▸ Text to read:
-------------------------
# Doelings !!!!



## dreamacresfarm2 (May 10, 2014)

Ziggy (CAE- negative) had twin doelings today


----------



## dreamacresfarm2 (May 10, 2014)

Ginger my Nubian had a single doeling -


----------



## CrazyDogLady (Aug 9, 2014)

They're precious!


----------



## milk and honey (Oct 31, 2010)

It's so nice to be blessed with does! And I love those little ears


----------



## dreamacresfarm2 (May 10, 2014)

I am really glad because last year I had all bucklings.


----------



## toth boer goats (Jul 20, 2008)

How cute.


----------



## milk and honey (Oct 31, 2010)

Karma...ying and yang...dumb luck...


----------



## dreamacresfarm2 (May 10, 2014)

Ziggy's littlest girl is not doing well


----------



## luvmyherd (Apr 9, 2011)

I am sorry to hear that. They are all just precious.


----------



## dreamacresfarm2 (May 10, 2014)

We named the littlest girl - Leota and her sister is Lois Ann - Leota had pneumonia but is doing much better on the antibiotic.


----------



## ksalvagno (Oct 6, 2009)

Very cute! Glad they are doing ok.


----------



## goathiker (Apr 14, 2011)

Glad to hear that, I was down in your area today picking up a doeling :lol:


----------



## dreamacresfarm2 (May 10, 2014)

and you didn't stop and say hello? I have been battling pneumonia so have not kept up with pix


----------



## goathiker (Apr 14, 2011)

We didn't linger anywhere, Central Point and back turns out to be a 12 hour trip in the winter. :lol:


----------



## luvmyherd (Apr 9, 2011)

Glad to hear things are better.


----------



## dreamacresfarm2 (May 10, 2014)

I live 7 miles outside of Central Point, lol


----------



## dreamacresfarm2 (May 10, 2014)

Licorice meets a chicken


----------
-------------------------
▸ Data provided:
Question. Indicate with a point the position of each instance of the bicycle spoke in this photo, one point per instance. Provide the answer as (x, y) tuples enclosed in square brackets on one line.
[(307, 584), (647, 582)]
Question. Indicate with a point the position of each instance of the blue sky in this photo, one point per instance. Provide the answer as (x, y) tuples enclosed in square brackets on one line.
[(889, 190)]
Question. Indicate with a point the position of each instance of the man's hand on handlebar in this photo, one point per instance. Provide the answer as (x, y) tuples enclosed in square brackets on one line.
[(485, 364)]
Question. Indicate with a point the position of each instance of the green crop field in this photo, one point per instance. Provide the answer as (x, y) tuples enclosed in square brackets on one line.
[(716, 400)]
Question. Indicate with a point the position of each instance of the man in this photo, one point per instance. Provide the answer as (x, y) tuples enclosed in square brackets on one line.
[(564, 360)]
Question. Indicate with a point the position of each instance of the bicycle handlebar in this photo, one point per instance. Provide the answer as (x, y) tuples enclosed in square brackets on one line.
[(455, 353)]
-------------------------
▸ Challenge:
Could you copy the goat doelings thread word for word, between "It's so nice" and "had all bucklings.", inclusive?

▸ Solution to this exercise:
It's so nice to be blessed with does! And I love those little ears


----------



## dreamacresfarm2 (May 10, 2014)

I am really glad because last year I had all bucklings.